## Given information:
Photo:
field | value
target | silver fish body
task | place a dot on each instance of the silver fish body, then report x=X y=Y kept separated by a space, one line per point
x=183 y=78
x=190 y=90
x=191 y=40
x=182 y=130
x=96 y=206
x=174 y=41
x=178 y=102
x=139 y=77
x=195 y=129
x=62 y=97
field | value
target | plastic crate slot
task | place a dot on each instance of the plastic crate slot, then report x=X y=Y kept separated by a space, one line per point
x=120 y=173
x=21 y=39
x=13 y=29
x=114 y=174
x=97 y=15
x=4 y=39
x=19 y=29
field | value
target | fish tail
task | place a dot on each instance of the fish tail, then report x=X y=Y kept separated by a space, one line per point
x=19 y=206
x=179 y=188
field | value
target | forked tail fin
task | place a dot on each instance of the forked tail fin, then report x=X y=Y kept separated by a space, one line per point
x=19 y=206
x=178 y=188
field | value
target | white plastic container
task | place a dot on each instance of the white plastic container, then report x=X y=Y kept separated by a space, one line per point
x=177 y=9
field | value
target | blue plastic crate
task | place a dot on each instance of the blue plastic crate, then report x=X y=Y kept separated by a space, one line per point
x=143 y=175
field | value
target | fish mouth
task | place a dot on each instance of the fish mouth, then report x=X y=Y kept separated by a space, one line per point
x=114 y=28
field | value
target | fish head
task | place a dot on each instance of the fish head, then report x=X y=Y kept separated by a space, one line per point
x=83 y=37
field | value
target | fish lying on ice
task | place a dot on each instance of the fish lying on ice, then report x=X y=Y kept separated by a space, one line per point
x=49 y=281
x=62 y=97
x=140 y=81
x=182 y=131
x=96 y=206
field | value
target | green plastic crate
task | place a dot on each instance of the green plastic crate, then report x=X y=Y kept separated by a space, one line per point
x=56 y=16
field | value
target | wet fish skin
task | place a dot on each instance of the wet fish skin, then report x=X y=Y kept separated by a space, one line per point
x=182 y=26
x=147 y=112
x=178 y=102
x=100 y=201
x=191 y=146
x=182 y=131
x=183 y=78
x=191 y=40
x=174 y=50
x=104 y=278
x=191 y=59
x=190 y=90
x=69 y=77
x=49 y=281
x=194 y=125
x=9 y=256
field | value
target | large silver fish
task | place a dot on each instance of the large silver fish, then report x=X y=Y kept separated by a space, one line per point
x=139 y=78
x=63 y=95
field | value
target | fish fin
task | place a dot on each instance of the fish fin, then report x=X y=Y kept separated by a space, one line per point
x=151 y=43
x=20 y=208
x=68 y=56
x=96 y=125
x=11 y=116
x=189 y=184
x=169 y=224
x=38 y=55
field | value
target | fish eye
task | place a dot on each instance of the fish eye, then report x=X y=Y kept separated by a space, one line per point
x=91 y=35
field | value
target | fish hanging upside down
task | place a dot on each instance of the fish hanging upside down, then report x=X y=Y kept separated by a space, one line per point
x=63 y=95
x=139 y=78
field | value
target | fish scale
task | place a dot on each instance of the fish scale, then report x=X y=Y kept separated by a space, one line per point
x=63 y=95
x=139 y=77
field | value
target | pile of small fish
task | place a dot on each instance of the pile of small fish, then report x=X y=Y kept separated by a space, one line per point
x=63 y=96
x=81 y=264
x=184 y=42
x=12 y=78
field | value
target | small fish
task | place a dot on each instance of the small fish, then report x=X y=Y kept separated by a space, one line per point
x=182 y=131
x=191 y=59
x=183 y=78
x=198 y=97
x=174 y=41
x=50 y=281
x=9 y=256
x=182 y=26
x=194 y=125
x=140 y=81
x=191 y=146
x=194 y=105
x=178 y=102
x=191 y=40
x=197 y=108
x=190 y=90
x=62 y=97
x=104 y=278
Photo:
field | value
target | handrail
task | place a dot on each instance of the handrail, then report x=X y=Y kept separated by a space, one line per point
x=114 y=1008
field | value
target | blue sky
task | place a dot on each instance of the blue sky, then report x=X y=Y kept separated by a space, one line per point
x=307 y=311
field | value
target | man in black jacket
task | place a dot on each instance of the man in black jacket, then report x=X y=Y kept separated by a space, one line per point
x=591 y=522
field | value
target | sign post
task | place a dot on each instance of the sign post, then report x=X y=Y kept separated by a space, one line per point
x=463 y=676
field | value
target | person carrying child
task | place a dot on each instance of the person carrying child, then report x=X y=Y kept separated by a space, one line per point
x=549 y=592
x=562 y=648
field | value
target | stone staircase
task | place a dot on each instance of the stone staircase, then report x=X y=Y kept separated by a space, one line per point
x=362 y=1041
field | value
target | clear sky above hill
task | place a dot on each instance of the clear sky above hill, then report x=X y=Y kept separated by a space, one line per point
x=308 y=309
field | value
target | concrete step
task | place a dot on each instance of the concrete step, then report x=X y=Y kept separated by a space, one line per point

## Exercise details:
Every record above should be copied exactly.

## Full answer:
Photo:
field | value
target | silver fish body
task | place a dot on each instance of the silver fish body, then report x=X y=Y kept separated by a space, one line per point
x=183 y=78
x=190 y=90
x=191 y=40
x=182 y=130
x=96 y=206
x=174 y=41
x=178 y=102
x=139 y=77
x=195 y=129
x=62 y=97
field | value
target | plastic crate slot
task | place a dot on each instance of the plastic crate slot, then report x=X y=Y kept separated by a space, one line per point
x=120 y=173
x=21 y=39
x=13 y=29
x=114 y=174
x=97 y=15
x=4 y=39
x=19 y=29
field | value
target | fish tail
task | place a dot on each instance of the fish tail, then report x=X y=Y kept separated by a space, one line per point
x=19 y=206
x=179 y=188
field | value
target | forked tail fin
task | place a dot on each instance of the forked tail fin, then report x=X y=Y kept separated by a space, one line per point
x=19 y=206
x=178 y=188
field | value
target | white plastic container
task | place a dot on each instance of the white plastic container, then report x=X y=Y kept separated by a space, one line per point
x=177 y=9
field | value
target | blue plastic crate
task | place a dot on each instance of the blue plastic crate, then report x=X y=Y kept separated by a space, one line per point
x=143 y=175
field | value
target | fish mouth
task | place a dot on each instance of the fish mouth, then report x=X y=Y kept separated by a space, one line per point
x=114 y=28
field | value
target | fish head
task | place a dot on each instance of the fish head, then report x=X y=Y kept separated by a space, one line per point
x=83 y=37
field | value
target | fish lying on ice
task | place a dot on each instance of the fish lying on ice, then report x=X y=Y kept separated by a space, one line per point
x=49 y=281
x=62 y=97
x=140 y=81
x=182 y=131
x=96 y=206
field | value
target | green plastic crate
task | place a dot on each instance of the green plastic crate, then report x=X y=Y kept separated by a space, one line per point
x=56 y=16
field | value
target | wet fish skin
task | place a dot on each instance of the wet fish skin, then report x=X y=Y kept separated by a space, one line per point
x=182 y=26
x=147 y=112
x=178 y=102
x=100 y=201
x=191 y=146
x=182 y=131
x=183 y=78
x=191 y=40
x=174 y=50
x=104 y=278
x=191 y=59
x=190 y=90
x=69 y=77
x=49 y=281
x=194 y=125
x=9 y=256
field | value
target | large silver fish
task | place a dot on each instance of the large silver fish, then report x=X y=Y kept separated by a space, one line per point
x=139 y=78
x=63 y=95
field | value
target | fish fin
task | place a dot on each instance of the fish fin, then report x=X y=Y kept separated by a space, one line per point
x=151 y=43
x=20 y=208
x=68 y=56
x=96 y=125
x=11 y=116
x=189 y=184
x=169 y=224
x=38 y=55
field | value
target | fish eye
task | place a dot on each instance of the fish eye, then report x=X y=Y kept separated by a space, one line per point
x=91 y=35
field | value
target | fish hanging upside down
task | place a dot on each instance of the fish hanging upside down, then report x=X y=Y kept separated by a space, one line per point
x=63 y=95
x=139 y=78
field | value
target | fish scale
task | place a dot on each instance of the fish scale, then report x=X y=Y kept separated by a space, one line per point
x=63 y=95
x=139 y=77
field | value
target | pile of small fish
task | place a dot on each instance of the pile of small fish, then report x=X y=Y kept separated by a space, one line per point
x=63 y=96
x=81 y=264
x=184 y=42
x=12 y=78
field | value
target | small fish
task | place a dot on each instance of the small fish, then report x=X y=Y kept separated by a space, one line per point
x=182 y=131
x=191 y=59
x=183 y=78
x=198 y=97
x=174 y=41
x=50 y=281
x=9 y=256
x=182 y=26
x=194 y=125
x=140 y=81
x=191 y=146
x=194 y=105
x=178 y=102
x=191 y=40
x=197 y=108
x=190 y=90
x=62 y=97
x=104 y=278
Photo:
field | value
target | handrail
task | place a dot on each instance of the handrail, then report x=X y=Y kept separated by a space, one line per point
x=114 y=1008
field | value
target | blue sky
task | place a dot on each instance of the blue sky, then report x=X y=Y kept separated by a space, one line per point
x=307 y=311
field | value
target | man in black jacket
task | place a dot on each instance of the man in black jacket, then report x=X y=Y kept separated by a space, one line per point
x=591 y=522
field | value
target | sign post
task | place a dot on each instance of the sign post, then report x=X y=Y kept separated by a space, one line per point
x=463 y=676
field | value
target | person carrying child
task | place a dot on each instance of the person carrying child, then report x=X y=Y kept separated by a space, one line per point
x=549 y=592
x=562 y=648
field | value
target | stone staircase
task | place a dot on each instance of the stone staircase, then report x=X y=Y kept separated by a space, one line per point
x=362 y=1041
field | value
target | clear sky above hill
task | place a dot on each instance of the clear sky above hill, then report x=X y=Y kept separated by a space, one line per point
x=308 y=309
field | value
target | concrete step
task | place a dot on each instance of the concrete step, then report x=X y=Y kept separated by a space, one line per point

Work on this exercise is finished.